Please lay out the records as a two-column Markdown table headed Row and Line, beginning at the line that contains "point like [29,288]." and stopping after the last line of the records. Leave out blank lines and number the rows from 1.
******
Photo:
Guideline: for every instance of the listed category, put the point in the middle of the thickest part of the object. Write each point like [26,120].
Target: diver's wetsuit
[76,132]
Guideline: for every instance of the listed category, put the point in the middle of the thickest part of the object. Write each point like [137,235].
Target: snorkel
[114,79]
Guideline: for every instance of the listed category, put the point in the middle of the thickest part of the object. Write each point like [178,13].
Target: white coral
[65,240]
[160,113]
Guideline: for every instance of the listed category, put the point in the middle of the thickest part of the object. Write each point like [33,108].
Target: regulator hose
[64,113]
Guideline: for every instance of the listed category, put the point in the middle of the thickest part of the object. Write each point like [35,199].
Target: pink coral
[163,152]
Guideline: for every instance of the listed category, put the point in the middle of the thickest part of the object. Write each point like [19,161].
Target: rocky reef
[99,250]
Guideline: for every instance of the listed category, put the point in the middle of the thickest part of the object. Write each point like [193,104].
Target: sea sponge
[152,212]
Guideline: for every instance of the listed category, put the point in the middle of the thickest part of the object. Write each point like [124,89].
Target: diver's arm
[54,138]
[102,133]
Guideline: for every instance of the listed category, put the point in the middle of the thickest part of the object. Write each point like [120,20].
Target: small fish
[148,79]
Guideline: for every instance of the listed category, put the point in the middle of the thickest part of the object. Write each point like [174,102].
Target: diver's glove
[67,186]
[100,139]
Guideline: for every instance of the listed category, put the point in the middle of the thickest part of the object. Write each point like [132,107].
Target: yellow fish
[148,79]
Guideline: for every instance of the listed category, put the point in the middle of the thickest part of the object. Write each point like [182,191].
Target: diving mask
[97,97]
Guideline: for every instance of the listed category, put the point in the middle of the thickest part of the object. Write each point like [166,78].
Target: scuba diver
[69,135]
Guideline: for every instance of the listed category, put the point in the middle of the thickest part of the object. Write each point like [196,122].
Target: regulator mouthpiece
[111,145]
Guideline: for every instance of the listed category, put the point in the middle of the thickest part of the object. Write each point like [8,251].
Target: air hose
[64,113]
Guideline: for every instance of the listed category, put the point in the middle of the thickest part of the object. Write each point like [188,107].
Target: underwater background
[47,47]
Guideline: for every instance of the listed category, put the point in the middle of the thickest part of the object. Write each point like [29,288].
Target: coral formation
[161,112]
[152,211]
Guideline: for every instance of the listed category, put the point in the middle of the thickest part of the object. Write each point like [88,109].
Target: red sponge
******
### Written answer
| Row | Line |
|---|---|
| 1 | Guideline: for every instance of the listed category, put the point in the middle of the thickest part of the object. Write each point like [29,288]. |
| 2 | Target: coral formation |
| 3 | [161,112] |
| 4 | [152,211] |
| 5 | Guideline: for every instance of the listed category, put the point in the middle of the thickest part of the object. Write each point like [88,109]. |
| 6 | Target: red sponge |